## [Description of the task]
Write out exactly the lines below starting at the one containing "Place a point on the stadium tier" and ending at the one containing "<point>397,303</point>". Omit every picture.

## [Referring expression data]
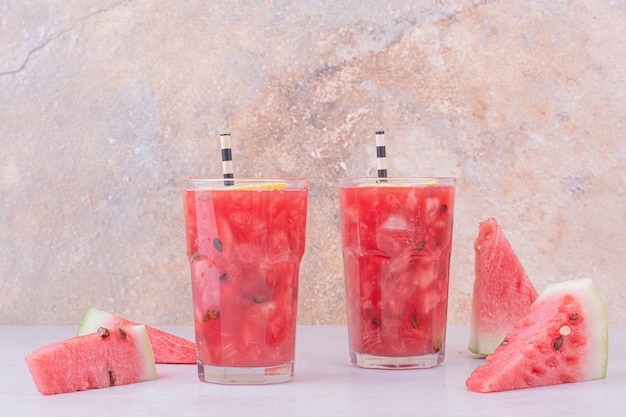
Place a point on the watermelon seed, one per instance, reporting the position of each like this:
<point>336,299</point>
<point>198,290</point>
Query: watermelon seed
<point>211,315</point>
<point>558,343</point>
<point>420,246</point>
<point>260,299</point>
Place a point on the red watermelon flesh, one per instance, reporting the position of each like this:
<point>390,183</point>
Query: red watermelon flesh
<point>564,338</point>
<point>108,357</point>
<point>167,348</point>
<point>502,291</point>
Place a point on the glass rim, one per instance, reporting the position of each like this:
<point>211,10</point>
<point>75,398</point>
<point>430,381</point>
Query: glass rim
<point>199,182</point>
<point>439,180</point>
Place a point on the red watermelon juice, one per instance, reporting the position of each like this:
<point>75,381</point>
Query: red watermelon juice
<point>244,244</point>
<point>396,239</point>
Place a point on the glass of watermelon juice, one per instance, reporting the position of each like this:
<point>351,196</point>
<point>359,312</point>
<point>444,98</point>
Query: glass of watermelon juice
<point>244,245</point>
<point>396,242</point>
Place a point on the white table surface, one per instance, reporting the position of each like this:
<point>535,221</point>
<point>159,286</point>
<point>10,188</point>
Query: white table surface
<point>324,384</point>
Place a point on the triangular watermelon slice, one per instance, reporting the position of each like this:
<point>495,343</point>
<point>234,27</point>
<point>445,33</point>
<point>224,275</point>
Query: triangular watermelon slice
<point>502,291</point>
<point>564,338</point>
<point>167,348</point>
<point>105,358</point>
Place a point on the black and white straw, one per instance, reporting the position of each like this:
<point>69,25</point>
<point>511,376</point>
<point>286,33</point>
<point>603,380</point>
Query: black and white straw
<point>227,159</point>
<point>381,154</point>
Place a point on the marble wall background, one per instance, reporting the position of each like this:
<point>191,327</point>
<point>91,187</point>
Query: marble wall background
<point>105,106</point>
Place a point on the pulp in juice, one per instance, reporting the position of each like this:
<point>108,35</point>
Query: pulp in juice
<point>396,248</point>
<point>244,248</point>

...

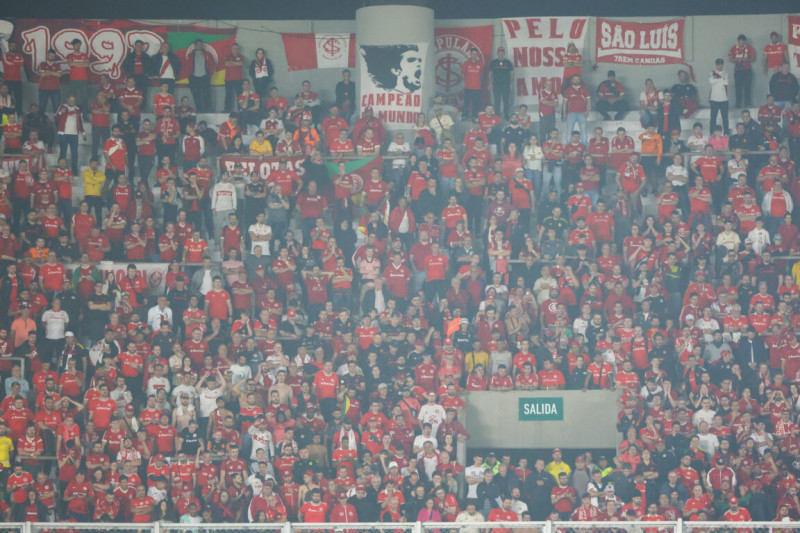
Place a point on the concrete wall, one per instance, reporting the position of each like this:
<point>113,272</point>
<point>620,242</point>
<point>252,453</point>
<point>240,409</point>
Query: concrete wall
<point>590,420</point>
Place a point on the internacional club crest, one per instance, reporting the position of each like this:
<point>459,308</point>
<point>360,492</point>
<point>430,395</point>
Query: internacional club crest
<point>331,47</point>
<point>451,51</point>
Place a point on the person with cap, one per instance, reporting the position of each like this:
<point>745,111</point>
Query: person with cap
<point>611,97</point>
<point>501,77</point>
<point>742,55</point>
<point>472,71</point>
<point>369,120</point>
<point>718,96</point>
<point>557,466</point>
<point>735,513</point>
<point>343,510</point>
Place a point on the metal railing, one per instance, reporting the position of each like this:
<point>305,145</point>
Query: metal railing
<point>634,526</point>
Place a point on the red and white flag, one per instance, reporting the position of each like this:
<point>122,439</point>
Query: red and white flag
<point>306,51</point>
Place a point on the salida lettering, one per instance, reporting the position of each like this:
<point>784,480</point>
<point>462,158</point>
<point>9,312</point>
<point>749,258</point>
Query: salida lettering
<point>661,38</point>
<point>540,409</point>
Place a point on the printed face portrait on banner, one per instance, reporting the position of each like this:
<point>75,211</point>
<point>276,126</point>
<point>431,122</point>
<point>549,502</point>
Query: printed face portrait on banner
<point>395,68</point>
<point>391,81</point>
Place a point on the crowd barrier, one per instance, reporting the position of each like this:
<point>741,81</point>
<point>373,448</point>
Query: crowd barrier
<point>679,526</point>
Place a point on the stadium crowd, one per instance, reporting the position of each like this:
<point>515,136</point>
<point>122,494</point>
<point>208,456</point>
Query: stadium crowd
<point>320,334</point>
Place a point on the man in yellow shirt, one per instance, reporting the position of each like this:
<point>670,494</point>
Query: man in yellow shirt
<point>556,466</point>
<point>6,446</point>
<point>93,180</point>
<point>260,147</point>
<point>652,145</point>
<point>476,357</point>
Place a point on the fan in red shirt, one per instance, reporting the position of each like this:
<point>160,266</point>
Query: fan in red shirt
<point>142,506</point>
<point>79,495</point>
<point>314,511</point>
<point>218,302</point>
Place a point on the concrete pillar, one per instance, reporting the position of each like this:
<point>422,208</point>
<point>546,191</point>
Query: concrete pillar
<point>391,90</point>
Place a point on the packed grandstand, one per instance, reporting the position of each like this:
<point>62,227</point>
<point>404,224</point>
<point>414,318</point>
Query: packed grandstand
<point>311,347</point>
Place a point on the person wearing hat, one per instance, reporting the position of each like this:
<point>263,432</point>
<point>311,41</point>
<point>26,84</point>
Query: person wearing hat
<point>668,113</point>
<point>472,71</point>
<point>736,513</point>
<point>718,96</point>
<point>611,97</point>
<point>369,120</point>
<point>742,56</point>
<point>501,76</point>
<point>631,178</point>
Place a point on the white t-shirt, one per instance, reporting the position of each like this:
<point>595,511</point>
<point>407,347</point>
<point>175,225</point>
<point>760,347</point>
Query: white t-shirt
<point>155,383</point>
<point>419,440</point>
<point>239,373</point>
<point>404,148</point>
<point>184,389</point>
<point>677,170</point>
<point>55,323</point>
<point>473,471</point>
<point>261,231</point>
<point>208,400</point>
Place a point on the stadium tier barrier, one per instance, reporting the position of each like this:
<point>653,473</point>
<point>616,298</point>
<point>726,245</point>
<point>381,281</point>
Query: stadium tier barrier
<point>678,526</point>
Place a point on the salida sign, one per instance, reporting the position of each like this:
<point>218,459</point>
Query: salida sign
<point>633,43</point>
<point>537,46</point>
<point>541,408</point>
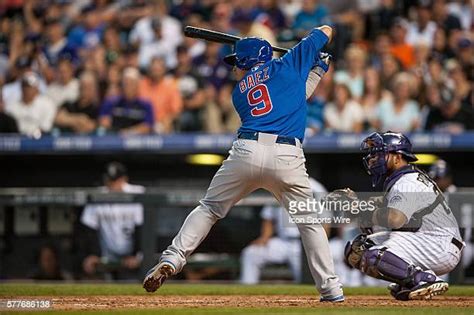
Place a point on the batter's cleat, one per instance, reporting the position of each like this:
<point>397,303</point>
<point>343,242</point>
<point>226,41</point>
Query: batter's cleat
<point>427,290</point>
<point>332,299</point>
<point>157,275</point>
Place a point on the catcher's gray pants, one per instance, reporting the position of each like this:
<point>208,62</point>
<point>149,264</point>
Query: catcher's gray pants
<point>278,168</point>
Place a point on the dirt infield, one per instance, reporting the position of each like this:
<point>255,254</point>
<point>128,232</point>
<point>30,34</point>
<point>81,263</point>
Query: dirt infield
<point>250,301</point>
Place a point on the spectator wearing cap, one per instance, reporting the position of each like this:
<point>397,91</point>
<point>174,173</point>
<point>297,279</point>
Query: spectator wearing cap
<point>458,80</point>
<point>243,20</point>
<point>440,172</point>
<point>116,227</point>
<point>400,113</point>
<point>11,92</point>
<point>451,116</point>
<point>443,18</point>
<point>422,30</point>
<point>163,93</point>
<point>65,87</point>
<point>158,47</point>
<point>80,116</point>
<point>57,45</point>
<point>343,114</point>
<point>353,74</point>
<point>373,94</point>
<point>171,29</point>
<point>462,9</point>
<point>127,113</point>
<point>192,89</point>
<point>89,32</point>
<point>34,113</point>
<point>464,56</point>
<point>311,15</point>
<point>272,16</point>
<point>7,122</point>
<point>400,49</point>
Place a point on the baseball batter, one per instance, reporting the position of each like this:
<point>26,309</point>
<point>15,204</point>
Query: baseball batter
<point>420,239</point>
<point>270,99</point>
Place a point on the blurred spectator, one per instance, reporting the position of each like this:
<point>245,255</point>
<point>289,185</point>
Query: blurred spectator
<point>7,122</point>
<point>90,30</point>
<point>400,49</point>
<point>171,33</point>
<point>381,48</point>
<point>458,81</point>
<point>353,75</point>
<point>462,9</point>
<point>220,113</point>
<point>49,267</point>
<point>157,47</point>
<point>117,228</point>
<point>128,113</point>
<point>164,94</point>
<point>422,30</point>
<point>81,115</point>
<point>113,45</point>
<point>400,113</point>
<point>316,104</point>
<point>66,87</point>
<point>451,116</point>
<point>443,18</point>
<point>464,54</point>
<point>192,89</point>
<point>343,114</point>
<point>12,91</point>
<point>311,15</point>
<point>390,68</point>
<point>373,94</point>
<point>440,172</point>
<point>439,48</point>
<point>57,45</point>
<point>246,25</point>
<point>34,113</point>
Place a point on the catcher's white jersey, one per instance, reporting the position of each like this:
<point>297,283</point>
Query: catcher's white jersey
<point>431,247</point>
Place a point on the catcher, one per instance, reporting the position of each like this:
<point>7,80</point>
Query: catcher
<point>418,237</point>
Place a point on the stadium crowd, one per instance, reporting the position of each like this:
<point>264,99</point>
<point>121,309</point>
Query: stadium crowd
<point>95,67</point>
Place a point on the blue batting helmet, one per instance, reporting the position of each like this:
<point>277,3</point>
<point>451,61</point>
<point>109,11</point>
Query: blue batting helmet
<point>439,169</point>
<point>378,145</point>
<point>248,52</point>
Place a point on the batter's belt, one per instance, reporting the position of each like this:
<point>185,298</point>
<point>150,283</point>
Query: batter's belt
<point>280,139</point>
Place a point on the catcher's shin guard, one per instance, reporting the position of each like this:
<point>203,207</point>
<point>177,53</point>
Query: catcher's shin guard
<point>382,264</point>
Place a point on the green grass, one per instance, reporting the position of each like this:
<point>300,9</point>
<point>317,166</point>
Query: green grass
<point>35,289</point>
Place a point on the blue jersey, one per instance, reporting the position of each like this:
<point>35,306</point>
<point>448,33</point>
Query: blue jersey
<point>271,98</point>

## [Solution]
Place a point on the stadium tier barrier, one per instance, reporting the position of each like this:
<point>653,473</point>
<point>616,298</point>
<point>726,245</point>
<point>381,281</point>
Query: stadium tier barrier
<point>678,526</point>
Place a point on the salida sign, one per instance, reporting the position of each like this:
<point>218,459</point>
Query: salida sign
<point>633,43</point>
<point>537,46</point>
<point>541,408</point>
Place a point on the batter's cleat, one per instance, reporting the position of each like this:
<point>397,303</point>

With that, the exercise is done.